What is asked: Reproduce the records below, substituting "labeling project" for each occurrence of "annotation task" and leaving all other text unchanged.

[Portion of a data file]
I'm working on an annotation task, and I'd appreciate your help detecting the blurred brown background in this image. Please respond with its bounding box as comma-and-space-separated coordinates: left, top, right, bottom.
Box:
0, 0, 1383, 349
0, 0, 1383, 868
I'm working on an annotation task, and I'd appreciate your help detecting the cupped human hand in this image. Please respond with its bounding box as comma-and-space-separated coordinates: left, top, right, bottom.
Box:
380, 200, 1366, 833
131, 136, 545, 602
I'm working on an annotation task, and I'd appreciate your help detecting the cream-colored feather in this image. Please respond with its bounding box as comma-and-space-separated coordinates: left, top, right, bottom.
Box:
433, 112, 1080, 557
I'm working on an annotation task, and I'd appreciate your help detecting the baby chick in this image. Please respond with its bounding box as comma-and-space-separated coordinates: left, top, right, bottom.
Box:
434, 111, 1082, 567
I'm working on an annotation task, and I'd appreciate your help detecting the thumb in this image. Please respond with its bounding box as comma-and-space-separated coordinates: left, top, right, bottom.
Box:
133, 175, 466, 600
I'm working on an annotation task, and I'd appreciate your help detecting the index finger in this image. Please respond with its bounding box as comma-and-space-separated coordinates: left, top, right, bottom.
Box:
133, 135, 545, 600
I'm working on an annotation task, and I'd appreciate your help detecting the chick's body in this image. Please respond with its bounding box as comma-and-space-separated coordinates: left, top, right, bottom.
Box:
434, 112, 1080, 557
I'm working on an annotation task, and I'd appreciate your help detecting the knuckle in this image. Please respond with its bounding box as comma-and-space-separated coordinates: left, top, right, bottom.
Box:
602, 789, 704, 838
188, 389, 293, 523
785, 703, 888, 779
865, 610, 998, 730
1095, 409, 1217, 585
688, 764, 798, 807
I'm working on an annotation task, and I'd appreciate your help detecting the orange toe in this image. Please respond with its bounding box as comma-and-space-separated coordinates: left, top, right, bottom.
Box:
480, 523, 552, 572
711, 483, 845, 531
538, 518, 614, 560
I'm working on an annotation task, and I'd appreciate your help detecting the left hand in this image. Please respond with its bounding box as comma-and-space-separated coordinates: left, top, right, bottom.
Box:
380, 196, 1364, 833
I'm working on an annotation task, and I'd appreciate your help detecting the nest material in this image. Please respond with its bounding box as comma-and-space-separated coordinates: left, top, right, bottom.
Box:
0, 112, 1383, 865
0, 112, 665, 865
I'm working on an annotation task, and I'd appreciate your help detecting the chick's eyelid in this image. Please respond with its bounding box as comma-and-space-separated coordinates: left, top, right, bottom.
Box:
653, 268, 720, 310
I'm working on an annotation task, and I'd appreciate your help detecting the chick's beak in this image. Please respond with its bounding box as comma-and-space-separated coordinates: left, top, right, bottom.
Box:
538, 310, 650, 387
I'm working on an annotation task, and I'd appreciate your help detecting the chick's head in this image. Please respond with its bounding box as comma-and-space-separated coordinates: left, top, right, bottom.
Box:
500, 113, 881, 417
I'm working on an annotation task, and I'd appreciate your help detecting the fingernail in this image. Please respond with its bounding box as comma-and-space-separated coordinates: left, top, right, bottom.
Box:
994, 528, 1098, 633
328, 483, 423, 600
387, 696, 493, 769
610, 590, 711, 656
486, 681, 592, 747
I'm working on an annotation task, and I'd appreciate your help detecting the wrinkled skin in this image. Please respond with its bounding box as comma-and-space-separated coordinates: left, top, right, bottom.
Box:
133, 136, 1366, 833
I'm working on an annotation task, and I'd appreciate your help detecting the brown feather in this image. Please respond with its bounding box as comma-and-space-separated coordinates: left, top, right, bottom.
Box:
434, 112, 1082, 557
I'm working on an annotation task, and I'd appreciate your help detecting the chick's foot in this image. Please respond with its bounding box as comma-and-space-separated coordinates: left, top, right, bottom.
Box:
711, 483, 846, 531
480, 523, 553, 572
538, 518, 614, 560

Answer to this task:
I'm working on an labeling project, and I'd appreciate your help detecting the blurred brown background in this image. Please respond with its bounding box as comma-and-space-separated coordinates: left, top, right, bottom.
Box:
0, 0, 1383, 349
0, 0, 1383, 868
I'm working on an labeling project, and I'd appreciate your help detecting the cupped human hand in this image. Please respond with its bounding box as comma-and-space-separated coordinates: left, top, right, bottom.
Box:
380, 200, 1366, 833
131, 136, 545, 602
I'm working on an labeling project, and I'd appreciate your help detecting the cream-colored feather in this image. Please respond with its bounding box as comma-and-space-separated coordinates: left, top, right, bottom.
Box:
433, 112, 1080, 557
I'm working on an labeling project, and I'd appreciate your help detecting the baby chick in this image. Please respond with its bounding box as comma-and-space-separated coordinates: left, top, right, bottom.
Box:
434, 111, 1082, 567
I'm working on an labeling project, and I'd appreciate your help detecting the thumb in this image. Please respond with its bounding box as comma-and-space-separated coordinates: left, top, right, bottom.
Box:
133, 175, 466, 600
I'm working on an labeling project, and I'd appreciate your help detecting the index finger in this image. Please respond with its bounding box as comma-and-space-separated coordinates: left, top, right, bottom.
Box:
133, 135, 545, 600
I'm working on an labeling project, and I'd appreciate your help detecting the chick's body in this image. Please respond with its bounding box as comma-and-space-separated coordinates: left, top, right, bottom.
Box:
434, 112, 1080, 557
I'm working on an labeling project, and I'd appreciate your help detecting the knuckle in this image. Please respond with its bounding box as comma-and-space-separated coordinates: left, top, right, bottom.
Box:
602, 789, 704, 838
188, 389, 293, 523
785, 703, 888, 779
865, 610, 998, 730
1095, 409, 1217, 585
688, 764, 798, 807
I'm working on an labeling project, and I'd appreciate your help detecting the orange toe in this image. Please respond with its bounding box as comma-and-space-separated coordinates: left, top, right, bottom.
Box:
480, 523, 552, 572
711, 483, 845, 531
538, 518, 614, 560
I'm working on an labeling project, and I'd appreciate your help detecting the left hand in this image. Please respond with its bounding box as comma-and-space-separated coordinates: left, top, right, bottom.
Box:
380, 196, 1364, 833
I'm working on an labeling project, and I'd appreciate your help detecting the nest material in this image. Please respond with its bounding box as comma-and-space-separated coordinates: left, top, right, bottom.
Box:
0, 112, 1383, 865
0, 112, 665, 865
I'm working on an labeling project, and I'd appreciate your help detecting the chick's eyelid in this image. Please respond with its bounding box as comma-and-space-separated coordinates: left, top, right, bottom.
Box:
653, 268, 720, 310
I'm working on an labeling project, and I'd appreciate your help detecting the chick's beak in this image. Please respond with its bounding box as comma-and-space-separated coordinates: left, top, right, bottom.
Box:
538, 310, 650, 387
I'm working on an labeling project, and I'd appreciate your help detecting the chick's head in this image. Please respond with its bounding box as comma-and-space-separated coordinates: left, top, right, bottom.
Box:
500, 113, 881, 417
I'm working on an labeling project, and I'd appreciate your help detecting the fingernail in this image. Please respond with its bounding box as comma-and-space-separated coordinates: left, top, right, bottom.
Box:
994, 528, 1098, 633
328, 483, 423, 600
387, 696, 493, 769
610, 590, 711, 656
486, 681, 592, 747
I'm working on an labeling project, and I'd appreciate your help detecting the wrinkled skin in this image. Please respond with its bounding box as comma-and-space-separated coordinates: left, top, right, bottom.
Box:
133, 136, 1366, 833
I'm working on an labeling project, and I'd appreciate your help detecting the brown feather in this image. Please respond with its bounding box as comma-and-space-separated coordinates: left, top, right, bottom.
Box:
434, 112, 1082, 557
I'm working on an labeling project, and I'd appreciate your help detecting the chick's foot in this image. Please respond with its bounding box as comma-and-space-separated coordinates: left, top, right, bottom.
Box:
711, 483, 846, 531
480, 523, 553, 572
538, 518, 614, 560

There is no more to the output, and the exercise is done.